[WORK TASK] Which lines run from the one containing "Phrase: yellow pickup truck" to the end of the entries? Quote them exactly, and nothing else.

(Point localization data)
--------

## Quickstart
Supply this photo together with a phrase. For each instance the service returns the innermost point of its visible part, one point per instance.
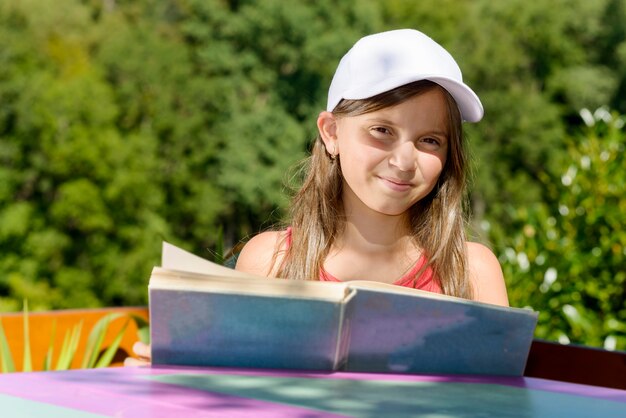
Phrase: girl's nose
(404, 156)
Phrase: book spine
(343, 332)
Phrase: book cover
(204, 314)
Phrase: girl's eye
(381, 130)
(431, 141)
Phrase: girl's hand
(143, 353)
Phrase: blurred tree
(79, 210)
(568, 258)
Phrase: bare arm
(486, 275)
(257, 255)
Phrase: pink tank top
(426, 281)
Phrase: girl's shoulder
(261, 255)
(486, 275)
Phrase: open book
(205, 314)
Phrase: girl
(382, 198)
(383, 195)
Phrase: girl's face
(392, 158)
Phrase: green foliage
(93, 357)
(567, 258)
(124, 123)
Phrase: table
(215, 392)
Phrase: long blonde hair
(437, 221)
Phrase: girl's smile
(392, 158)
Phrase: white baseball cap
(383, 61)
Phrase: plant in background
(568, 258)
(95, 355)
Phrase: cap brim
(468, 102)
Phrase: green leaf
(108, 355)
(95, 339)
(68, 350)
(28, 364)
(47, 362)
(6, 359)
(143, 328)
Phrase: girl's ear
(327, 127)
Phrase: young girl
(383, 195)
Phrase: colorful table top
(202, 392)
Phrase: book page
(248, 285)
(174, 258)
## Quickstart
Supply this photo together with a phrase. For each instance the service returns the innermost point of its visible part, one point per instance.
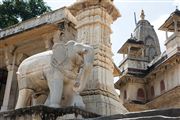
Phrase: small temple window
(140, 94)
(162, 86)
(125, 94)
(152, 91)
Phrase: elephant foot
(78, 101)
(55, 105)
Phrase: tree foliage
(14, 11)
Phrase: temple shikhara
(59, 66)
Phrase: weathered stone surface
(164, 114)
(46, 113)
(50, 77)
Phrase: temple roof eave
(107, 4)
(130, 42)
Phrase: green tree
(14, 11)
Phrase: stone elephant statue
(55, 77)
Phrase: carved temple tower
(94, 18)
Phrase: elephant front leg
(24, 98)
(56, 89)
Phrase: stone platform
(164, 114)
(47, 113)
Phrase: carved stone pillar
(94, 18)
(11, 84)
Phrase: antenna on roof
(135, 19)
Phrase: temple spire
(142, 15)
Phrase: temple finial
(176, 8)
(142, 15)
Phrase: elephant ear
(59, 54)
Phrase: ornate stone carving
(55, 77)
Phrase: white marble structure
(55, 77)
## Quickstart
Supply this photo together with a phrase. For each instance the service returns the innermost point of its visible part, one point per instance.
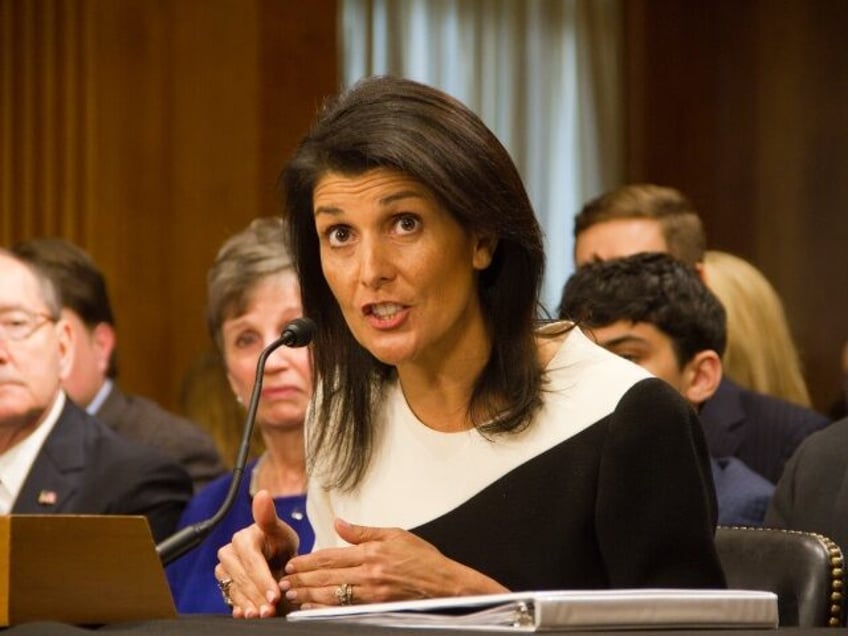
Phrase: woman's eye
(245, 340)
(338, 235)
(408, 223)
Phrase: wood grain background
(150, 130)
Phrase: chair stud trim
(836, 574)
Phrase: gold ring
(344, 594)
(224, 585)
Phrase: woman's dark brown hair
(388, 122)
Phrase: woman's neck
(439, 394)
(282, 467)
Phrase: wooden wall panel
(148, 131)
(741, 104)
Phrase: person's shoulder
(576, 354)
(779, 410)
(142, 418)
(831, 440)
(108, 448)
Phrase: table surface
(226, 626)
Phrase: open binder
(569, 609)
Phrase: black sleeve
(656, 506)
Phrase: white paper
(569, 609)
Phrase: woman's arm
(382, 564)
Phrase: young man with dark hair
(759, 429)
(655, 311)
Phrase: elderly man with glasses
(54, 458)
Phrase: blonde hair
(760, 353)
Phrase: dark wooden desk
(225, 626)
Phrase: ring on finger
(344, 594)
(224, 585)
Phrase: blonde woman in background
(760, 353)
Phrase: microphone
(297, 333)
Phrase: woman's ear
(484, 251)
(702, 376)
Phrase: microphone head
(299, 332)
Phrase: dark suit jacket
(761, 430)
(143, 420)
(812, 495)
(743, 495)
(85, 468)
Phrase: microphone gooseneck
(297, 333)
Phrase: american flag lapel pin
(47, 497)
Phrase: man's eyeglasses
(20, 324)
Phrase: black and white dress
(609, 486)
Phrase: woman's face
(287, 382)
(403, 271)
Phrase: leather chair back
(804, 569)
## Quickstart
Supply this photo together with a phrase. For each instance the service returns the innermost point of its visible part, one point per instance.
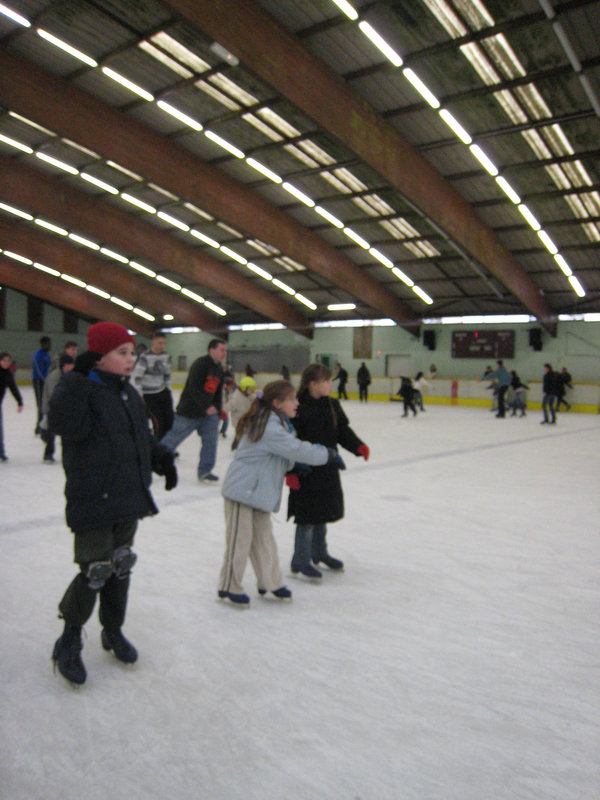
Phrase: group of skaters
(554, 389)
(115, 418)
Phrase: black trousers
(98, 544)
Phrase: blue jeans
(207, 429)
(309, 544)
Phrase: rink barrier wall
(584, 397)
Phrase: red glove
(363, 451)
(293, 481)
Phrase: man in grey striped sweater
(151, 376)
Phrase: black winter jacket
(203, 388)
(107, 449)
(320, 497)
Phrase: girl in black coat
(108, 457)
(316, 496)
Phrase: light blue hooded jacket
(256, 474)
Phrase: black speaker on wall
(429, 339)
(535, 338)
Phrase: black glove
(335, 458)
(86, 361)
(163, 463)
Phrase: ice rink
(456, 658)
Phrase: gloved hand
(86, 361)
(335, 458)
(293, 481)
(163, 463)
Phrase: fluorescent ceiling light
(97, 182)
(67, 48)
(215, 308)
(380, 43)
(380, 257)
(117, 301)
(348, 10)
(529, 217)
(205, 239)
(85, 242)
(17, 257)
(268, 173)
(486, 162)
(231, 148)
(192, 295)
(56, 163)
(13, 143)
(74, 281)
(548, 243)
(139, 203)
(133, 87)
(454, 125)
(143, 314)
(232, 254)
(358, 239)
(16, 211)
(174, 112)
(329, 217)
(508, 190)
(423, 295)
(168, 282)
(413, 78)
(283, 286)
(304, 198)
(141, 268)
(44, 268)
(579, 290)
(8, 12)
(402, 276)
(563, 265)
(111, 254)
(259, 271)
(99, 292)
(305, 301)
(177, 223)
(43, 223)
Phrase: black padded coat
(320, 497)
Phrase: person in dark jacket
(7, 381)
(549, 395)
(363, 378)
(318, 498)
(108, 458)
(342, 377)
(200, 408)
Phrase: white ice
(456, 658)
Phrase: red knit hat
(106, 336)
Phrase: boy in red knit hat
(108, 458)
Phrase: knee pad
(123, 560)
(97, 573)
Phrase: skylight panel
(181, 53)
(166, 60)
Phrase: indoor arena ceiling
(228, 162)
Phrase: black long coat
(320, 497)
(107, 449)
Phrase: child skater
(319, 498)
(266, 448)
(108, 457)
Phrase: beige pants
(249, 534)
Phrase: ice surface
(456, 658)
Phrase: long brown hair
(254, 421)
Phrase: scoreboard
(483, 344)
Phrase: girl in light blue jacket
(266, 448)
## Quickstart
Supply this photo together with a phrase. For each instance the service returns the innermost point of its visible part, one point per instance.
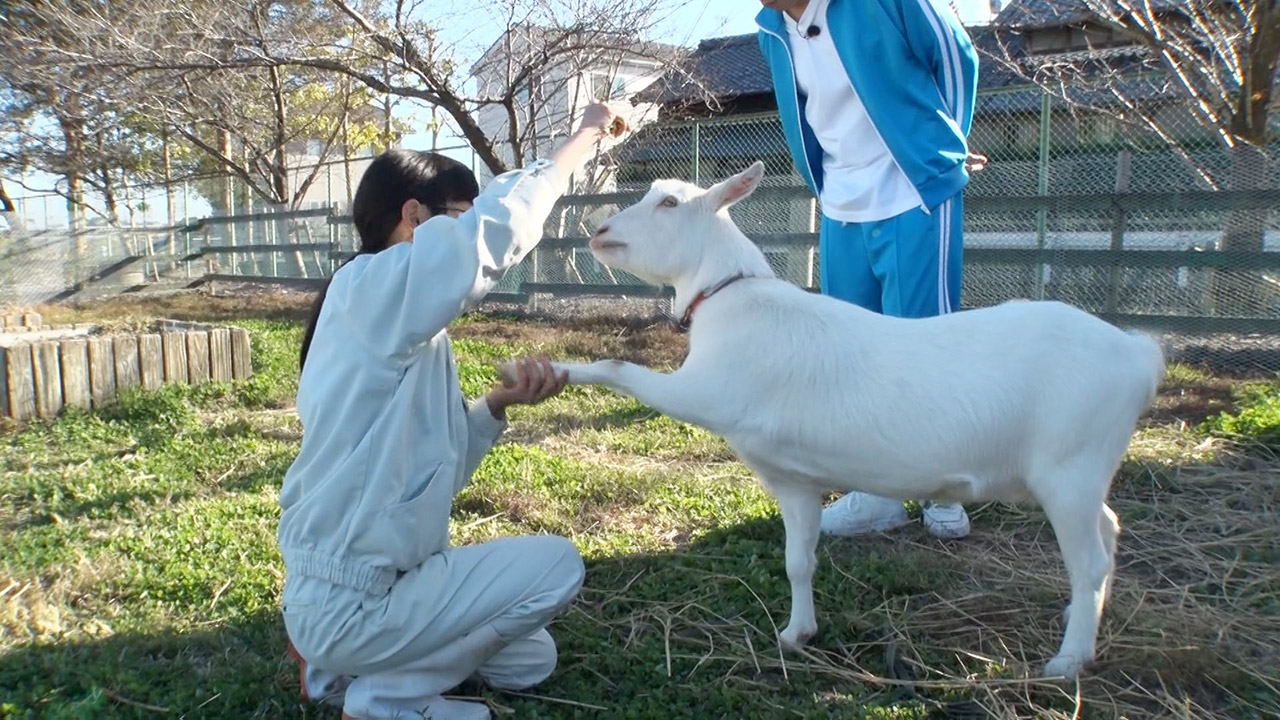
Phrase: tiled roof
(1029, 14)
(722, 67)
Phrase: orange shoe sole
(302, 678)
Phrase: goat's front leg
(677, 395)
(801, 514)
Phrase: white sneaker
(858, 514)
(442, 709)
(947, 522)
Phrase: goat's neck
(721, 260)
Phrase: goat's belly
(903, 482)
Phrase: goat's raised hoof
(1064, 666)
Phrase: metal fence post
(698, 151)
(1042, 187)
(1119, 223)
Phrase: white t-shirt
(862, 182)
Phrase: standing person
(382, 614)
(876, 99)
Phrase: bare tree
(543, 46)
(1215, 60)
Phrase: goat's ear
(737, 187)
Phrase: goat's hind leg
(1073, 500)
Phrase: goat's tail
(1153, 361)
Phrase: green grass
(1257, 418)
(138, 568)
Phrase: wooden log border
(41, 377)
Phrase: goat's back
(824, 387)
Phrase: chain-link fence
(1171, 233)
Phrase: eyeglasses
(451, 210)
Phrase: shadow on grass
(909, 628)
(616, 660)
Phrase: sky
(470, 35)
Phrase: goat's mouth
(600, 244)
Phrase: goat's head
(664, 235)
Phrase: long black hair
(391, 180)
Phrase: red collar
(686, 320)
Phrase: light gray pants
(469, 610)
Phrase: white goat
(1023, 401)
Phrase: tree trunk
(113, 210)
(17, 223)
(169, 201)
(1243, 292)
(5, 201)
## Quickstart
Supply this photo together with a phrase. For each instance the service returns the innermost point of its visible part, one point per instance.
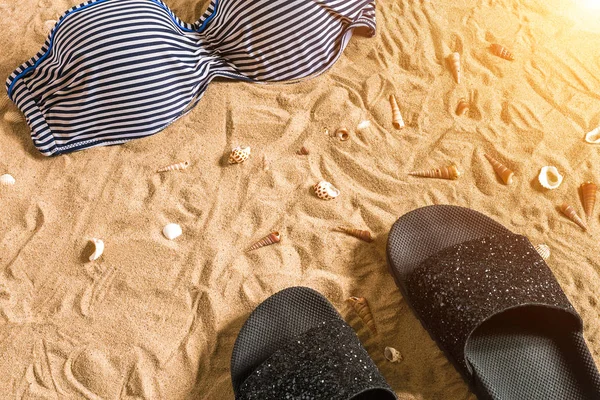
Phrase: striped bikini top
(116, 70)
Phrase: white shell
(172, 231)
(392, 355)
(98, 249)
(550, 178)
(7, 180)
(593, 136)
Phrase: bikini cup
(116, 70)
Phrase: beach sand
(157, 319)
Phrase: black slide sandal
(492, 305)
(295, 345)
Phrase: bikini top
(116, 70)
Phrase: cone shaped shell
(450, 172)
(572, 215)
(271, 238)
(503, 173)
(397, 120)
(588, 197)
(361, 307)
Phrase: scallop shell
(397, 120)
(172, 231)
(271, 238)
(550, 178)
(504, 173)
(98, 249)
(572, 215)
(454, 64)
(357, 233)
(450, 172)
(7, 180)
(392, 355)
(501, 51)
(361, 307)
(239, 155)
(326, 191)
(175, 167)
(588, 197)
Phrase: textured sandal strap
(327, 362)
(460, 287)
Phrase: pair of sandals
(483, 293)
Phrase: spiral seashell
(361, 307)
(454, 64)
(271, 238)
(450, 172)
(357, 233)
(572, 215)
(392, 355)
(550, 178)
(175, 167)
(7, 180)
(326, 191)
(462, 107)
(504, 173)
(588, 197)
(397, 120)
(502, 52)
(543, 250)
(239, 155)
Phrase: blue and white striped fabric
(116, 70)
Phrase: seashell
(239, 155)
(454, 64)
(462, 107)
(361, 306)
(543, 250)
(392, 355)
(572, 215)
(593, 136)
(271, 238)
(502, 52)
(175, 167)
(550, 178)
(7, 180)
(172, 231)
(450, 172)
(588, 197)
(397, 120)
(357, 233)
(98, 249)
(504, 173)
(326, 191)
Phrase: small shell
(504, 173)
(450, 172)
(502, 52)
(357, 233)
(7, 180)
(543, 250)
(392, 355)
(172, 231)
(572, 215)
(271, 238)
(239, 155)
(550, 178)
(397, 120)
(454, 64)
(326, 191)
(361, 307)
(175, 167)
(98, 249)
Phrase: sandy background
(157, 319)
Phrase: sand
(157, 319)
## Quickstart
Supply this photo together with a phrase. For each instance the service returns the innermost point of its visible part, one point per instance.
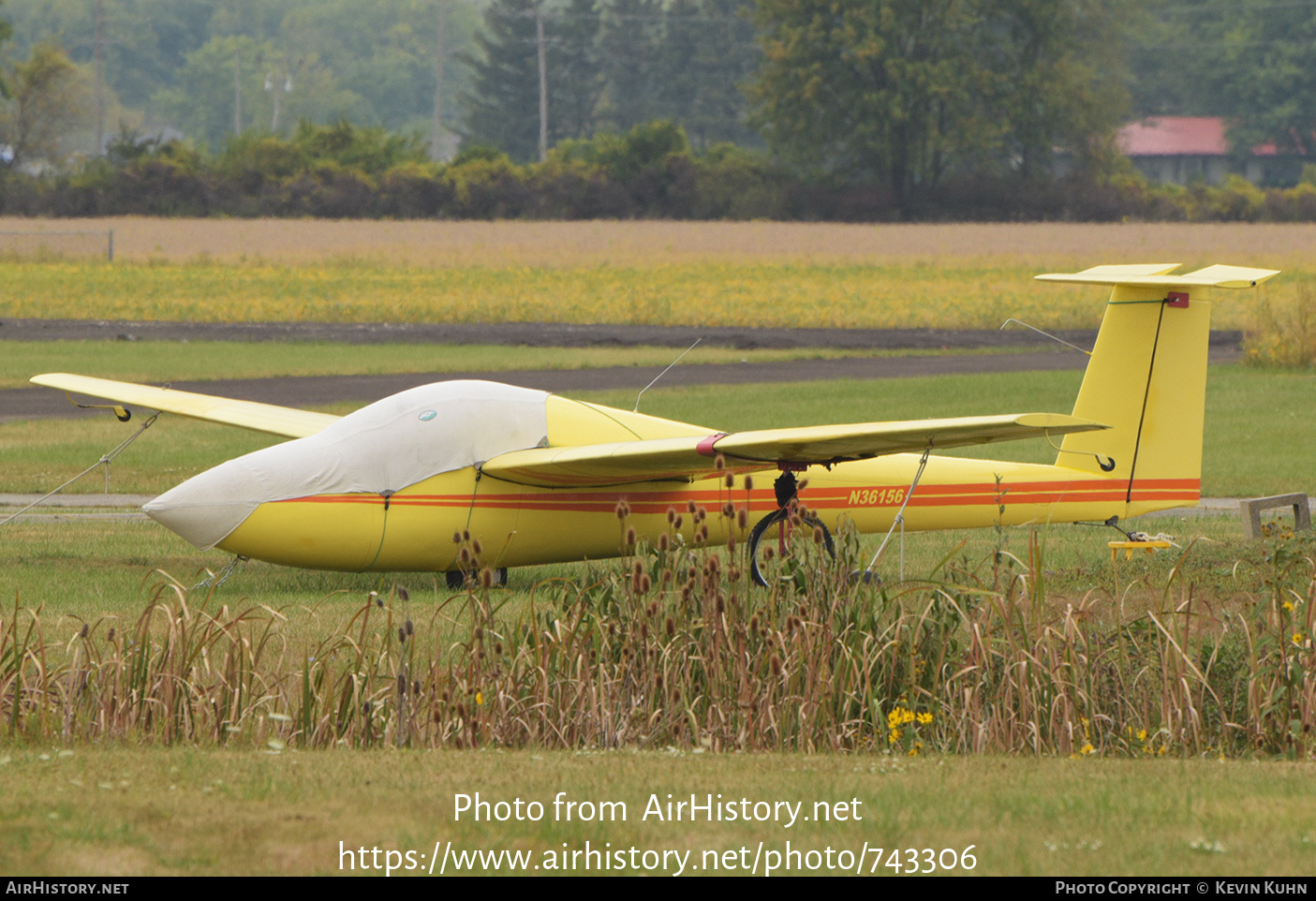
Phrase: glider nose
(208, 507)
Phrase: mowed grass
(946, 293)
(143, 240)
(153, 810)
(749, 273)
(174, 361)
(1260, 432)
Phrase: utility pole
(99, 54)
(436, 137)
(278, 84)
(543, 81)
(237, 93)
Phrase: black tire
(457, 579)
(770, 520)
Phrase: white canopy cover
(379, 449)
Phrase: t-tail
(1147, 379)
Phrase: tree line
(816, 108)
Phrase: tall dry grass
(674, 647)
(1043, 246)
(1283, 332)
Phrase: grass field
(174, 361)
(262, 806)
(643, 273)
(153, 810)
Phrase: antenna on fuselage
(662, 374)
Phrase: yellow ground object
(524, 478)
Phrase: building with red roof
(1185, 149)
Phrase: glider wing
(273, 420)
(691, 458)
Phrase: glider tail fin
(1147, 380)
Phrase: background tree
(630, 44)
(575, 72)
(46, 101)
(6, 33)
(502, 107)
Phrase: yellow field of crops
(747, 273)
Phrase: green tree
(46, 101)
(6, 33)
(727, 57)
(630, 46)
(1056, 78)
(502, 107)
(575, 72)
(904, 91)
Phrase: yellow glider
(535, 478)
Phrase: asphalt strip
(318, 391)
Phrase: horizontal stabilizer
(1157, 275)
(259, 417)
(691, 458)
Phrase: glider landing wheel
(780, 517)
(457, 579)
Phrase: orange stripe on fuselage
(822, 497)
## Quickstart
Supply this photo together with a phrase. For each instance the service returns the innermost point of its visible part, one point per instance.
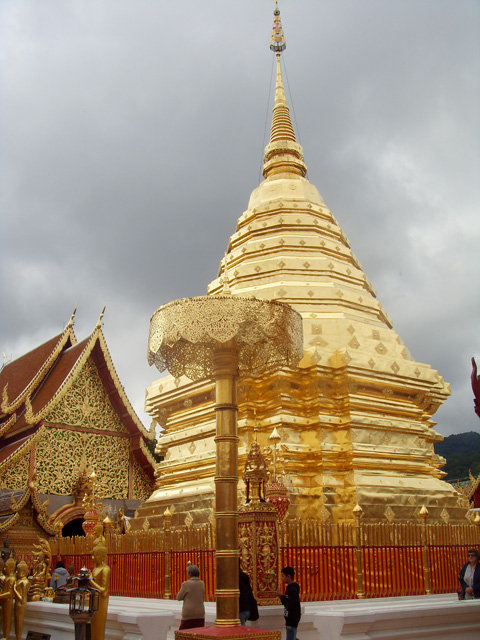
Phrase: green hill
(462, 452)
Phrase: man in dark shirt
(291, 602)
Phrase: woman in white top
(470, 575)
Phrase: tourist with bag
(470, 577)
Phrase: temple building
(65, 416)
(355, 418)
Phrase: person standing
(192, 592)
(246, 601)
(100, 580)
(470, 576)
(291, 602)
(59, 577)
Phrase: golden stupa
(355, 417)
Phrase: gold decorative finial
(226, 283)
(277, 41)
(283, 155)
(70, 322)
(99, 321)
(274, 438)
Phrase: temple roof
(34, 384)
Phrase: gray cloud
(132, 136)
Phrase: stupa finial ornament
(277, 41)
(283, 155)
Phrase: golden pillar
(224, 337)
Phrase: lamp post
(83, 604)
(224, 337)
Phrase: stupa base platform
(228, 633)
(437, 617)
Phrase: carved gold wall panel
(16, 477)
(59, 452)
(87, 405)
(142, 487)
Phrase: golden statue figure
(99, 538)
(100, 581)
(39, 578)
(7, 595)
(21, 591)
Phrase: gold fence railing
(332, 561)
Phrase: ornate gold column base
(236, 633)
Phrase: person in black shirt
(246, 602)
(291, 602)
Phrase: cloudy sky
(132, 133)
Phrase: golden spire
(283, 155)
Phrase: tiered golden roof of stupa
(355, 417)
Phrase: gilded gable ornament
(86, 404)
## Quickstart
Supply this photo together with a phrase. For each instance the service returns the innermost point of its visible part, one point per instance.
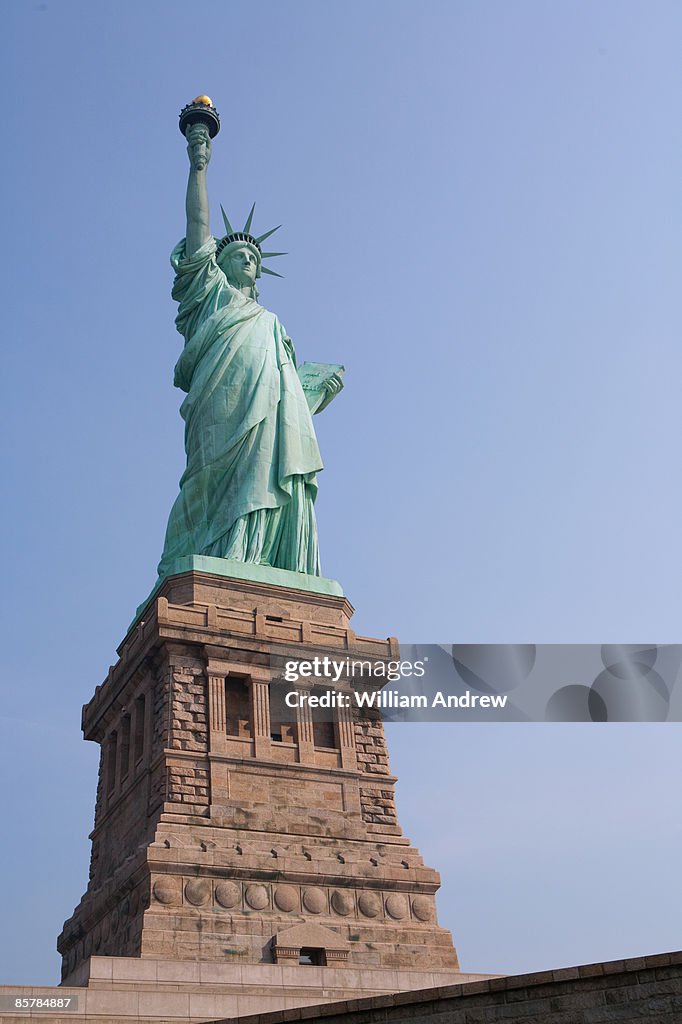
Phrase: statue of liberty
(249, 489)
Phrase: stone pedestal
(223, 838)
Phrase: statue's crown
(246, 236)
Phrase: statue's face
(240, 264)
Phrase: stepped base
(123, 990)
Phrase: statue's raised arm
(197, 206)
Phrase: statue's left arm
(321, 382)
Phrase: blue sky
(481, 206)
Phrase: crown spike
(261, 238)
(228, 226)
(247, 226)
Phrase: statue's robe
(249, 488)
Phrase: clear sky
(481, 206)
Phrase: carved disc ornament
(256, 897)
(314, 900)
(286, 898)
(370, 904)
(342, 902)
(227, 894)
(198, 892)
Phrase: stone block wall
(643, 988)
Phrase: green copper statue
(248, 493)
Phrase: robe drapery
(250, 485)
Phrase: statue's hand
(199, 146)
(333, 385)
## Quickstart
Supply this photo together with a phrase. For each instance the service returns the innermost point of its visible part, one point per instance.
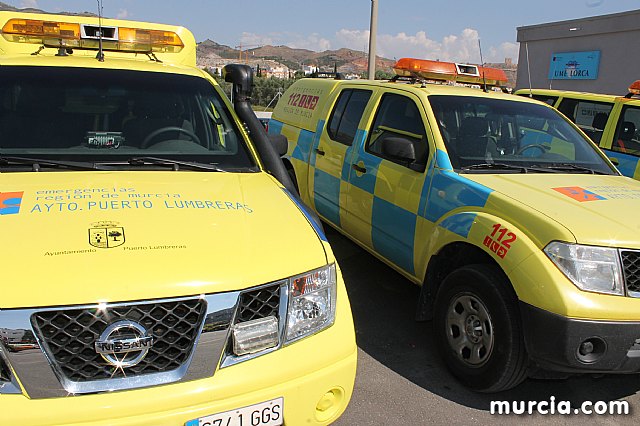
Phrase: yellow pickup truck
(159, 268)
(521, 233)
(613, 122)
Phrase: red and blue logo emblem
(10, 202)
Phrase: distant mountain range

--------

[EXERCISE RESPONSE]
Phrase: yellow pickup truck
(159, 268)
(521, 233)
(613, 122)
Phrase: red and blue logo emblem
(10, 202)
Phrase: distant mountain range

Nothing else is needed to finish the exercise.